[Saved entries]
-- Opening Marker --
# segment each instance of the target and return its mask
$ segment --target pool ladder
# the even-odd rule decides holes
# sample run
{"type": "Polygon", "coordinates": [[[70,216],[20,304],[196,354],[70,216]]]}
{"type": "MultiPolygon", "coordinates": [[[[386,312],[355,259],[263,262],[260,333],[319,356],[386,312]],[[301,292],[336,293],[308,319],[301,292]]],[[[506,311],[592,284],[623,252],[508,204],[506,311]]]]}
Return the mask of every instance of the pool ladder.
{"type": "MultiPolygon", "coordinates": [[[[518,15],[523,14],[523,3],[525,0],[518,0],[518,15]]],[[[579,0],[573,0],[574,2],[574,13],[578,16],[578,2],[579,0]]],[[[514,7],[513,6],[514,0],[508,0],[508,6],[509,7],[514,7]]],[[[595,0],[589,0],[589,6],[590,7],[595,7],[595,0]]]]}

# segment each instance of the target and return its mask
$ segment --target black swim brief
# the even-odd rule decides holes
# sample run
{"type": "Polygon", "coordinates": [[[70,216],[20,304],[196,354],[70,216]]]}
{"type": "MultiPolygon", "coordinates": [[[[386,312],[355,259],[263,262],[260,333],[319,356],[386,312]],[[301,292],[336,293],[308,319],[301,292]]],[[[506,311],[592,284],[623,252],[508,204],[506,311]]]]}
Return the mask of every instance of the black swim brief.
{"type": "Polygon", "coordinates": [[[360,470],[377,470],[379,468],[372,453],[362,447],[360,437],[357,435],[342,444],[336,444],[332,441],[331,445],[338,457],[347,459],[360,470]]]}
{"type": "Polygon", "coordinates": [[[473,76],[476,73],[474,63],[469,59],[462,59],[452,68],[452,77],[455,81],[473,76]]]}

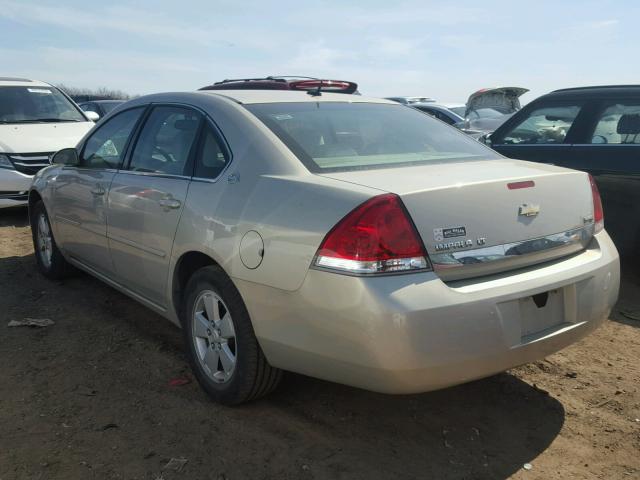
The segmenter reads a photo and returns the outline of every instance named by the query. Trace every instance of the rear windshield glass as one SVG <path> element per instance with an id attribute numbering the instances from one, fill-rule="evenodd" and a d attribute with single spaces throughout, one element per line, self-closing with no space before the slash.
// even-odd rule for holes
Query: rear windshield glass
<path id="1" fill-rule="evenodd" d="M 86 121 L 55 87 L 0 87 L 0 123 Z"/>
<path id="2" fill-rule="evenodd" d="M 404 105 L 247 105 L 314 172 L 498 158 L 477 141 Z"/>

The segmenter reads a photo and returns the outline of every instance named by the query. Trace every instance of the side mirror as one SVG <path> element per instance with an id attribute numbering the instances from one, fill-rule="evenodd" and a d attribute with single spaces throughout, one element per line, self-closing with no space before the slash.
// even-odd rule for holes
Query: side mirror
<path id="1" fill-rule="evenodd" d="M 75 167 L 80 164 L 78 151 L 75 148 L 63 148 L 62 150 L 58 150 L 53 154 L 53 157 L 51 157 L 51 163 Z"/>
<path id="2" fill-rule="evenodd" d="M 484 135 L 481 135 L 480 138 L 478 138 L 478 141 L 480 143 L 484 143 L 487 147 L 491 146 L 491 134 L 490 133 L 485 133 Z"/>
<path id="3" fill-rule="evenodd" d="M 84 114 L 92 122 L 97 122 L 98 120 L 100 120 L 100 115 L 98 115 L 96 112 L 93 112 L 91 110 L 85 111 Z"/>

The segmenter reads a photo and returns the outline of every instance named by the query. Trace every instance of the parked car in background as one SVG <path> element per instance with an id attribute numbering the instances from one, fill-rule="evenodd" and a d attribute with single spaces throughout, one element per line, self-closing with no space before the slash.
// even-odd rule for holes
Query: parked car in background
<path id="1" fill-rule="evenodd" d="M 0 77 L 0 208 L 26 205 L 33 175 L 91 127 L 88 115 L 56 87 Z"/>
<path id="2" fill-rule="evenodd" d="M 640 85 L 556 90 L 485 142 L 507 157 L 593 175 L 607 230 L 623 256 L 640 259 Z"/>
<path id="3" fill-rule="evenodd" d="M 464 127 L 464 118 L 457 113 L 452 112 L 444 105 L 437 103 L 411 103 L 410 107 L 416 108 L 421 112 L 428 113 L 432 117 L 436 117 L 438 120 L 442 120 L 448 125 L 453 125 L 459 128 Z"/>
<path id="4" fill-rule="evenodd" d="M 444 105 L 440 105 L 437 103 L 409 103 L 407 104 L 407 106 L 427 113 L 432 117 L 436 117 L 438 120 L 441 120 L 447 125 L 451 125 L 452 127 L 456 127 L 457 129 L 461 130 L 462 132 L 466 133 L 476 140 L 483 135 L 483 132 L 481 131 L 465 128 L 464 118 L 462 118 L 452 110 L 449 110 Z"/>
<path id="5" fill-rule="evenodd" d="M 346 80 L 327 80 L 312 77 L 270 76 L 222 80 L 200 90 L 301 90 L 330 93 L 358 93 L 358 84 Z"/>
<path id="6" fill-rule="evenodd" d="M 223 403 L 281 370 L 386 393 L 467 382 L 575 342 L 618 294 L 587 174 L 382 99 L 150 95 L 54 161 L 29 196 L 40 271 L 75 265 L 182 326 Z"/>
<path id="7" fill-rule="evenodd" d="M 528 91 L 520 87 L 496 87 L 472 93 L 465 108 L 465 128 L 493 132 L 520 110 L 520 97 Z"/>
<path id="8" fill-rule="evenodd" d="M 95 112 L 100 118 L 104 117 L 118 105 L 122 105 L 126 100 L 92 100 L 79 103 L 78 106 L 85 112 Z"/>
<path id="9" fill-rule="evenodd" d="M 443 103 L 443 105 L 462 118 L 464 118 L 464 114 L 467 112 L 467 105 L 465 103 Z"/>
<path id="10" fill-rule="evenodd" d="M 386 100 L 402 103 L 408 105 L 411 103 L 435 103 L 435 100 L 431 97 L 385 97 Z"/>

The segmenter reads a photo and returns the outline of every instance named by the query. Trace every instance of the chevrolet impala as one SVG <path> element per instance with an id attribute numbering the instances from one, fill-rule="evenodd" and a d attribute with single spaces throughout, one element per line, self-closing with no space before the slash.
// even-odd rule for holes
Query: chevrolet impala
<path id="1" fill-rule="evenodd" d="M 283 370 L 385 393 L 468 382 L 576 342 L 618 295 L 588 174 L 387 100 L 155 94 L 53 162 L 29 192 L 40 271 L 83 270 L 182 327 L 224 404 Z"/>

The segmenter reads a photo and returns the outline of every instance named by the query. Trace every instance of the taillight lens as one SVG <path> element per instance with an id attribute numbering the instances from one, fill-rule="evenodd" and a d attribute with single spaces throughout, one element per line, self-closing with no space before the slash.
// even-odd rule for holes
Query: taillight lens
<path id="1" fill-rule="evenodd" d="M 602 209 L 602 198 L 600 191 L 596 185 L 596 181 L 589 175 L 589 183 L 591 184 L 591 196 L 593 198 L 593 222 L 595 223 L 595 233 L 604 229 L 604 210 Z"/>
<path id="2" fill-rule="evenodd" d="M 373 197 L 352 210 L 322 241 L 317 267 L 354 274 L 425 270 L 429 261 L 397 195 Z"/>

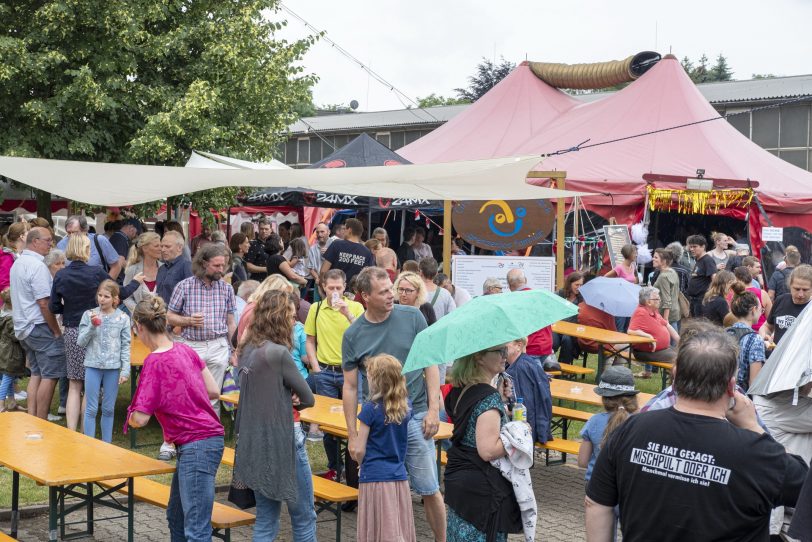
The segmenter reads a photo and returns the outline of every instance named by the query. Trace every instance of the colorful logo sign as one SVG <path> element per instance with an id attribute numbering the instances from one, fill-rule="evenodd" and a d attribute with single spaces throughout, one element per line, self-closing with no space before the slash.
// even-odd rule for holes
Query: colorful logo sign
<path id="1" fill-rule="evenodd" d="M 555 213 L 547 200 L 462 201 L 451 215 L 463 239 L 485 250 L 521 250 L 540 243 L 553 228 Z"/>
<path id="2" fill-rule="evenodd" d="M 524 225 L 524 217 L 527 215 L 527 209 L 524 207 L 516 208 L 516 215 L 514 217 L 513 210 L 510 205 L 501 199 L 492 199 L 479 208 L 479 214 L 483 214 L 489 207 L 495 207 L 490 210 L 488 217 L 488 227 L 491 231 L 500 237 L 513 237 L 518 235 Z M 505 226 L 499 226 L 505 224 Z M 503 229 L 504 228 L 504 229 Z"/>

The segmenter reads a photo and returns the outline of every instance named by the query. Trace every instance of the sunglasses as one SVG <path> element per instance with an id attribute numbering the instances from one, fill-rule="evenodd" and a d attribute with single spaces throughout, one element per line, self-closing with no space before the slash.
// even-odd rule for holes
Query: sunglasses
<path id="1" fill-rule="evenodd" d="M 502 357 L 503 359 L 507 359 L 508 356 L 507 346 L 503 346 L 502 348 L 491 348 L 490 350 L 485 350 L 486 354 L 488 352 L 498 352 L 499 356 Z"/>
<path id="2" fill-rule="evenodd" d="M 412 290 L 411 288 L 398 288 L 398 293 L 399 294 L 413 294 L 416 291 L 417 290 Z"/>

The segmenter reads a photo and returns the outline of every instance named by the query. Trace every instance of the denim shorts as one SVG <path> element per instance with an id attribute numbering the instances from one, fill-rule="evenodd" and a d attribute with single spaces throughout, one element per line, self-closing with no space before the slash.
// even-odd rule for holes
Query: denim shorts
<path id="1" fill-rule="evenodd" d="M 31 374 L 47 379 L 62 378 L 67 375 L 65 361 L 65 340 L 54 338 L 48 324 L 37 324 L 28 337 L 20 341 L 28 357 Z"/>
<path id="2" fill-rule="evenodd" d="M 406 448 L 406 471 L 409 473 L 409 485 L 418 495 L 434 495 L 440 491 L 437 482 L 437 452 L 434 439 L 423 438 L 423 418 L 425 412 L 418 412 L 409 420 Z"/>

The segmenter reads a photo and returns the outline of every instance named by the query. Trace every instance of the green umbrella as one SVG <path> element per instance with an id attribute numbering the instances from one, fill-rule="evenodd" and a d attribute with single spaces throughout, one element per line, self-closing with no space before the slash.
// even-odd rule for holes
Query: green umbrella
<path id="1" fill-rule="evenodd" d="M 477 297 L 417 334 L 403 373 L 527 337 L 577 313 L 578 307 L 546 290 Z"/>

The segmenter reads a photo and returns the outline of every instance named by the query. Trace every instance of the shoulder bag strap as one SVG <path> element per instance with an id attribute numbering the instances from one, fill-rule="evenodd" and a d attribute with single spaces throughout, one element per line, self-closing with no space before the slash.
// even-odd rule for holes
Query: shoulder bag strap
<path id="1" fill-rule="evenodd" d="M 107 260 L 104 257 L 104 252 L 102 252 L 101 245 L 99 244 L 98 234 L 93 236 L 93 243 L 96 245 L 96 252 L 99 254 L 99 261 L 101 262 L 102 269 L 104 269 L 106 273 L 109 273 L 110 264 L 107 263 Z"/>
<path id="2" fill-rule="evenodd" d="M 437 302 L 437 298 L 440 297 L 440 287 L 438 286 L 436 290 L 434 290 L 434 297 L 431 298 L 431 306 L 433 307 L 434 304 Z M 460 394 L 462 397 L 462 394 Z"/>

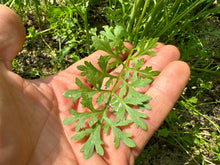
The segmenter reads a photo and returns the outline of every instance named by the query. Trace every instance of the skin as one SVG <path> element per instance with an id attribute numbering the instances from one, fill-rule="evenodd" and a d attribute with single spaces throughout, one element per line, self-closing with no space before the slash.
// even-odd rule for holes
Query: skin
<path id="1" fill-rule="evenodd" d="M 11 72 L 10 65 L 24 41 L 25 30 L 19 17 L 0 5 L 0 164 L 134 164 L 135 158 L 169 114 L 190 75 L 188 65 L 178 60 L 178 49 L 159 43 L 154 48 L 155 57 L 145 56 L 145 65 L 160 70 L 161 74 L 140 91 L 152 97 L 152 110 L 144 111 L 149 115 L 145 120 L 148 129 L 144 131 L 134 125 L 123 128 L 123 131 L 133 134 L 132 140 L 137 146 L 128 148 L 120 143 L 117 149 L 110 131 L 102 135 L 104 156 L 94 153 L 85 160 L 80 152 L 84 142 L 70 140 L 75 134 L 73 125 L 63 126 L 61 123 L 70 116 L 70 107 L 80 112 L 85 109 L 79 101 L 72 103 L 62 94 L 68 89 L 77 89 L 74 84 L 76 77 L 90 86 L 85 78 L 80 77 L 76 66 L 83 64 L 84 60 L 97 66 L 98 57 L 105 53 L 96 51 L 54 76 L 25 80 Z M 130 44 L 125 45 L 131 48 Z"/>

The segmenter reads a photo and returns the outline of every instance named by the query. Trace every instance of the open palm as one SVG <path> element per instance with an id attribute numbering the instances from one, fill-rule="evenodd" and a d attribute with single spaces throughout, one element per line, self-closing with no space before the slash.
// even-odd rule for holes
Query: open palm
<path id="1" fill-rule="evenodd" d="M 152 110 L 146 112 L 148 129 L 144 131 L 131 125 L 123 130 L 134 135 L 132 140 L 137 146 L 130 149 L 121 143 L 115 149 L 113 135 L 109 133 L 103 136 L 104 156 L 94 153 L 90 159 L 84 159 L 80 152 L 83 142 L 70 140 L 75 133 L 73 126 L 61 124 L 70 115 L 70 107 L 81 112 L 84 109 L 79 101 L 72 103 L 62 94 L 68 89 L 77 89 L 76 77 L 89 86 L 86 79 L 80 77 L 76 66 L 85 60 L 97 65 L 99 56 L 105 53 L 96 51 L 54 76 L 24 80 L 10 71 L 10 62 L 24 40 L 24 27 L 18 16 L 0 6 L 0 164 L 133 164 L 172 109 L 189 78 L 188 66 L 178 61 L 178 50 L 159 44 L 155 48 L 157 56 L 146 56 L 145 65 L 153 66 L 161 74 L 148 89 L 141 91 L 153 98 L 150 101 Z"/>

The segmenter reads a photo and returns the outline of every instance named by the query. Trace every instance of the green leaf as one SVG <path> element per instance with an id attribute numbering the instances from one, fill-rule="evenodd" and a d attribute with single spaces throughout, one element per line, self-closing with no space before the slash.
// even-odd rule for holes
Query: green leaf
-- Closing Marker --
WORK TASK: Could you filter the entries above for lines holding the string "target" and copy them?

EXPECTED ANSWER:
# segment each instance of the target and return its mask
$ segment --target pool ladder
# segment each instance of the target and return its mask
$ segment --target black swim brief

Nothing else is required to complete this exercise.